TASK LIST -
1/ Answer these questions using the Madoka Magica review:
(a) How many episodes long is the TV show?
(b) Which show is Madoka Magica compared to in the review?
(c) What age rating first surprised the writer?
2/ Copy the passage of the Madoka Magica review that opens with the words containing "And it is one" and closes with "the follow-up movie.", changing "spoilers" to "plot reveals".

TEXT PROVIDED -

□ □ □ □ □ □ □

And it is one that perhaps should have ended in 2011.
Big spoilers lie ahead.
Hello everyone, it’s me: Dr. Anime. And I’m here to tell you about an anime I enjoyed in which my first opinion of was “what do you mean that this magical girl show is rated 15?” I’m going to skip the part in which I slowly realised that Madoka Magica is more than just your typical magical girl show and go straight to the part where I tell you why it is so damn good. And since now there is news that a new movie is in the works (but for real this time maybe), I thought it was high time to re-visit the 12-episode-long TV show as well as the follow-up movie.
It's a much-made comparison – yet one I think is still valid – but Madoka Magica can be seen as the Evangelion of the magical girl genre, meaning that it uses your preconceptions of the genre to surprise attack you over the head with a bat made of sadness. If Evangelion puts up a false front that you’ll be in for some robots vs. monsters battling action, then Madoka Magica lies to your face by promising that it’s just about a group of girls having fun magical adventures. If I were to pick a point where the show fully drops this facade, it of course would be where one of the main characters gets her head bitten clean off. The sheer magical balls to go ahead and kill off a character so brutally and without warning can certainly be a shock, even if you knew beforehand of the show’s darker tendencies. Yet, the aspect of the show that will stay with you the most is its characters, and so, I wanted to take a closer look at these adorable moeblob ladies facing despair and hopelessness.

□ □ □ □ □ □ □

DATASET ROWS -

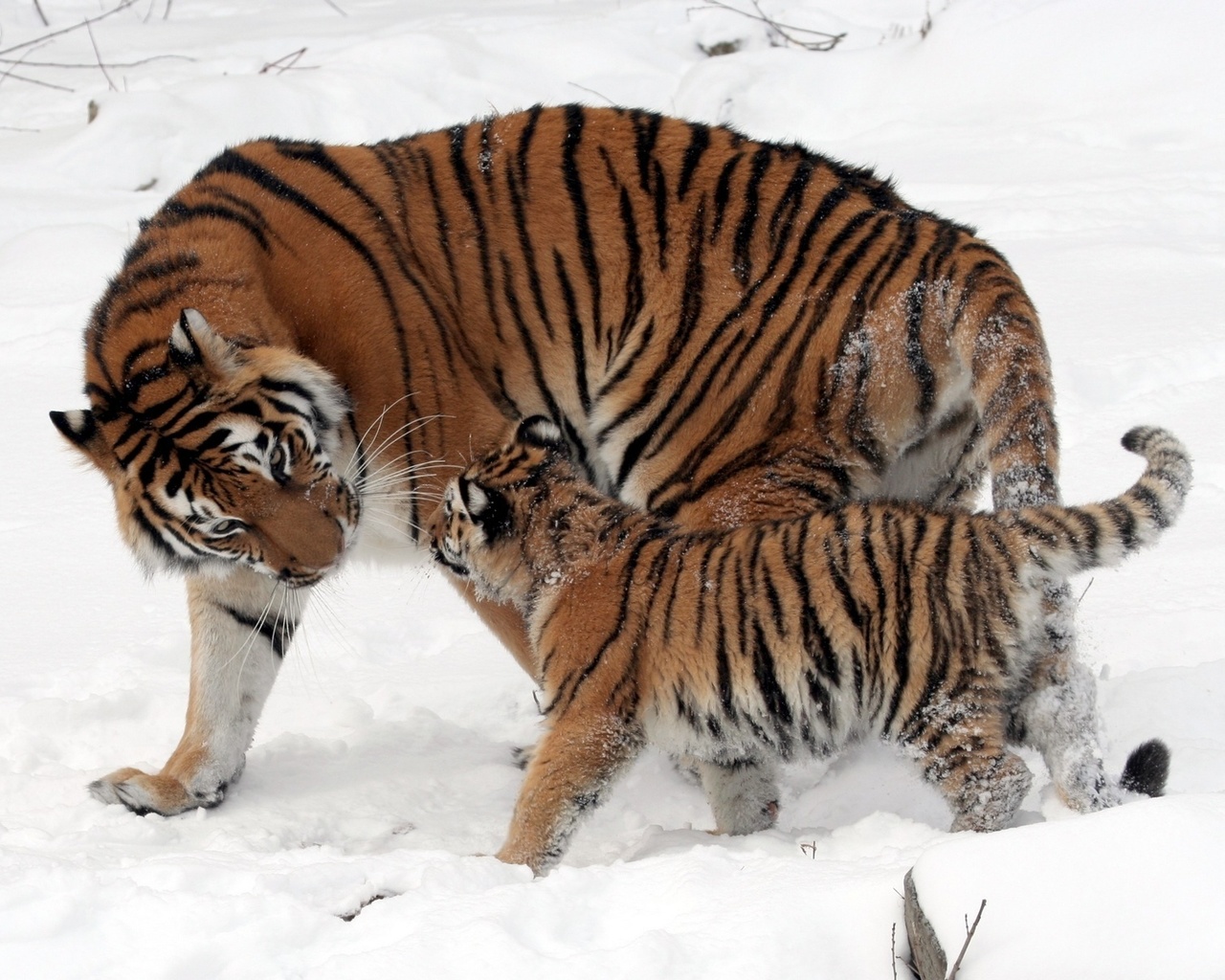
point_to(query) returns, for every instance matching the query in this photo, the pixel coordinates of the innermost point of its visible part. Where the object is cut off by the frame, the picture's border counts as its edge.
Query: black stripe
(278, 634)
(573, 179)
(700, 141)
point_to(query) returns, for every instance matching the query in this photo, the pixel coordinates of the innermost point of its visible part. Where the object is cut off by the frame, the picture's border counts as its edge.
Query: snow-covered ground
(1085, 139)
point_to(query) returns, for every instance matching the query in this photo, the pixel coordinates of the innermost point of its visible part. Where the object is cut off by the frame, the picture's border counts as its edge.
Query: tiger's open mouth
(447, 561)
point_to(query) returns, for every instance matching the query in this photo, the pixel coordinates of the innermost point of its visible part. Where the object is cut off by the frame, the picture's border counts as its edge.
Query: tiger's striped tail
(1066, 541)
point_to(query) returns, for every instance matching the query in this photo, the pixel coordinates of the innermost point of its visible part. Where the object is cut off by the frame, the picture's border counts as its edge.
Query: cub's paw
(144, 794)
(743, 796)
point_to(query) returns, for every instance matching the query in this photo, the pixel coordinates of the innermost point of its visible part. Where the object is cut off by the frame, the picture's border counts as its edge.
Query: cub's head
(486, 527)
(221, 455)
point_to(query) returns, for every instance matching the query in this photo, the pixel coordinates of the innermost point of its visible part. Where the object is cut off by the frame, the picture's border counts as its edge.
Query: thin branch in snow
(93, 65)
(1085, 591)
(20, 62)
(284, 62)
(78, 26)
(823, 42)
(99, 56)
(611, 101)
(895, 958)
(969, 935)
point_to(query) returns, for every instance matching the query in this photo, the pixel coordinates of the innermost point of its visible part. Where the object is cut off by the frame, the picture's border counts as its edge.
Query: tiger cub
(886, 620)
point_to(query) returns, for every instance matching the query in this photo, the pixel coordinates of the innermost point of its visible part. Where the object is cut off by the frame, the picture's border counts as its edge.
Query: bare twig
(611, 101)
(22, 62)
(284, 62)
(99, 56)
(1085, 591)
(969, 935)
(93, 65)
(78, 26)
(826, 42)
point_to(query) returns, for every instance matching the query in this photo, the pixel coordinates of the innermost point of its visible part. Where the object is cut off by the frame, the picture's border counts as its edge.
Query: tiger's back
(725, 329)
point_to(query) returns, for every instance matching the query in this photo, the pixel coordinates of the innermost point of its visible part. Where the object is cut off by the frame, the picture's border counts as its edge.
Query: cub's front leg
(574, 762)
(240, 629)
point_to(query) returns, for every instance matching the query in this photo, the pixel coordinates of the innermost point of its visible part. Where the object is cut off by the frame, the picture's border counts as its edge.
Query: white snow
(1084, 139)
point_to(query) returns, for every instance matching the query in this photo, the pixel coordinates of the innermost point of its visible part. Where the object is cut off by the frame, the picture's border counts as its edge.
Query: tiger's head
(491, 525)
(222, 456)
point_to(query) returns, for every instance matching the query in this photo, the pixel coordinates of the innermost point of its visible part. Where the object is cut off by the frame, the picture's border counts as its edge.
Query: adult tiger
(876, 619)
(725, 329)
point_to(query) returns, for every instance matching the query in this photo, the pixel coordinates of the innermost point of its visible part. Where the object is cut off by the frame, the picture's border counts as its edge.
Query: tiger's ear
(81, 429)
(488, 508)
(539, 430)
(196, 346)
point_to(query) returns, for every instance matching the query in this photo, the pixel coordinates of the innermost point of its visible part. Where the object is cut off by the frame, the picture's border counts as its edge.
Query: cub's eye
(224, 528)
(278, 463)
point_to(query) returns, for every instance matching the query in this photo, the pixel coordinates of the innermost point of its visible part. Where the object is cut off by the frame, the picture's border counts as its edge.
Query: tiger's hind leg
(998, 333)
(743, 795)
(963, 753)
(240, 628)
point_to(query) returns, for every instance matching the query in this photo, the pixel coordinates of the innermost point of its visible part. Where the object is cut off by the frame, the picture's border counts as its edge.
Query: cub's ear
(488, 508)
(539, 430)
(81, 429)
(195, 345)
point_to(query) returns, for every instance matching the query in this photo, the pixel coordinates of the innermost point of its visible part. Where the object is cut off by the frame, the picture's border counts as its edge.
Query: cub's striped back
(886, 620)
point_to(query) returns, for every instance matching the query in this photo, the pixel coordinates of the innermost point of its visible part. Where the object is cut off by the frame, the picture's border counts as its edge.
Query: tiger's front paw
(162, 794)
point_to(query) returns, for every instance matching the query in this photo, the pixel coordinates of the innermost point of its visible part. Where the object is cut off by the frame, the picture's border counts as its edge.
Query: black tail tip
(1133, 438)
(1147, 768)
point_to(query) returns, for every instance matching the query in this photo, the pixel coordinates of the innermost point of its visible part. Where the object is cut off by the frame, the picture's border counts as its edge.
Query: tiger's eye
(278, 463)
(226, 528)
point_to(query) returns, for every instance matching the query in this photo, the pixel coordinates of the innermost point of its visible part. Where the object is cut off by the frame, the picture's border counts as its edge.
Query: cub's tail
(1064, 541)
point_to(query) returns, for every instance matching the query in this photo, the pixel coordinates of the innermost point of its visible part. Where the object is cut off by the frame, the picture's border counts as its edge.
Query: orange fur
(726, 329)
(888, 620)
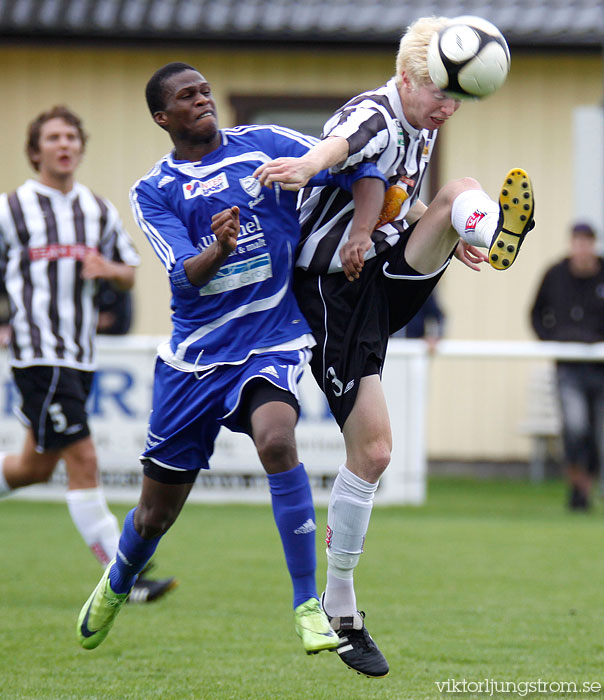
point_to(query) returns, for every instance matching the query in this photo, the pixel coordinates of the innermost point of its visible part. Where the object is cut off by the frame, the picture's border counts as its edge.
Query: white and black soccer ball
(469, 58)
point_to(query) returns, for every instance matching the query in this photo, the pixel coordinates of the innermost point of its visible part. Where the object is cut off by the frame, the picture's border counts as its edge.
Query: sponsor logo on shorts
(239, 274)
(252, 187)
(306, 528)
(205, 188)
(474, 219)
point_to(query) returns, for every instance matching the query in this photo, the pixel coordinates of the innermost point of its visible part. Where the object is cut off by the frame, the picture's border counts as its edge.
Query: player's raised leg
(462, 209)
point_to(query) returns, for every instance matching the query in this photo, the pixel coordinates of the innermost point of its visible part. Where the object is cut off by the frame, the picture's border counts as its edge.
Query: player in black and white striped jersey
(401, 257)
(57, 239)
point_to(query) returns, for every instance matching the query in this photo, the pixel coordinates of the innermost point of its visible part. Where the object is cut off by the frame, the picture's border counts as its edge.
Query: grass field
(488, 580)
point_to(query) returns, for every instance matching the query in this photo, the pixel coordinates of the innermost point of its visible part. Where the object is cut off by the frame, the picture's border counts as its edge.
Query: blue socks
(132, 554)
(295, 517)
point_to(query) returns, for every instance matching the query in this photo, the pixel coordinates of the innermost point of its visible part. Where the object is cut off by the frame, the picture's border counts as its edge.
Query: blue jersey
(249, 306)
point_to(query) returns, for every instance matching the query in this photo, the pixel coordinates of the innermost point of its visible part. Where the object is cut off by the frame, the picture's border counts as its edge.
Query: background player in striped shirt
(353, 314)
(57, 239)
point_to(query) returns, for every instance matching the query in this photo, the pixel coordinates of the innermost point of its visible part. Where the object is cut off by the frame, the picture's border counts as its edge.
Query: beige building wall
(474, 406)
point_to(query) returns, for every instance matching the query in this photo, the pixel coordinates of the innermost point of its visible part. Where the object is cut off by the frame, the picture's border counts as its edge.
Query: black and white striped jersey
(377, 131)
(44, 236)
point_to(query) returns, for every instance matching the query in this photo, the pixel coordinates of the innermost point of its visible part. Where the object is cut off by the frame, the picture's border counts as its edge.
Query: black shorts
(53, 404)
(352, 321)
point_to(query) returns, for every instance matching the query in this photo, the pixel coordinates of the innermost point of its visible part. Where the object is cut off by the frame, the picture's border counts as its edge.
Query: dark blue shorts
(189, 408)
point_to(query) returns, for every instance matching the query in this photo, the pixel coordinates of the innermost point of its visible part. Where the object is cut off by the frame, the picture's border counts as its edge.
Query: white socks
(474, 215)
(348, 516)
(4, 487)
(94, 521)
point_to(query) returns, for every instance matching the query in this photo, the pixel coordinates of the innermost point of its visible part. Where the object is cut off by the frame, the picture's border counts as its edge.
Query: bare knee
(27, 469)
(276, 448)
(371, 461)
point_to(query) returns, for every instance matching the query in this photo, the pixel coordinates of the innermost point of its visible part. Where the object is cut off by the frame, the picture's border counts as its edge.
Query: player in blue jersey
(239, 341)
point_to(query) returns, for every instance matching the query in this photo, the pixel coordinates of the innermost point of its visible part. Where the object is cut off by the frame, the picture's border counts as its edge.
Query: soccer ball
(469, 58)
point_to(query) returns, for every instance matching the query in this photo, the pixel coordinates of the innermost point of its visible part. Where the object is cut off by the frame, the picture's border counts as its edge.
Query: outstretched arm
(294, 173)
(201, 268)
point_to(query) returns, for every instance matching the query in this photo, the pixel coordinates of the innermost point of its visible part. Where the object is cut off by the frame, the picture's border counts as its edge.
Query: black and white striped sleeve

□ □ □ □ □ □ □

RESULTS IN ORDER -
1/
(a) 12 episodes
(b) Evangelion
(c) 15

2/
And it is one that perhaps should have ended in 2011.
Big plot reveals lie ahead.
Hello everyone, it’s me: Dr. Anime. And I’m here to tell you about an anime I enjoyed in which my first opinion of was “what do you mean that this magical girl show is rated 15?” I’m going to skip the part in which I slowly realised that Madoka Magica is more than just your typical magical girl show and go straight to the part where I tell you why it is so damn good. And since now there is news that a new movie is in the works (but for real this time maybe), I thought it was high time to re-visit the 12-episode-long TV show as well as the follow-up movie.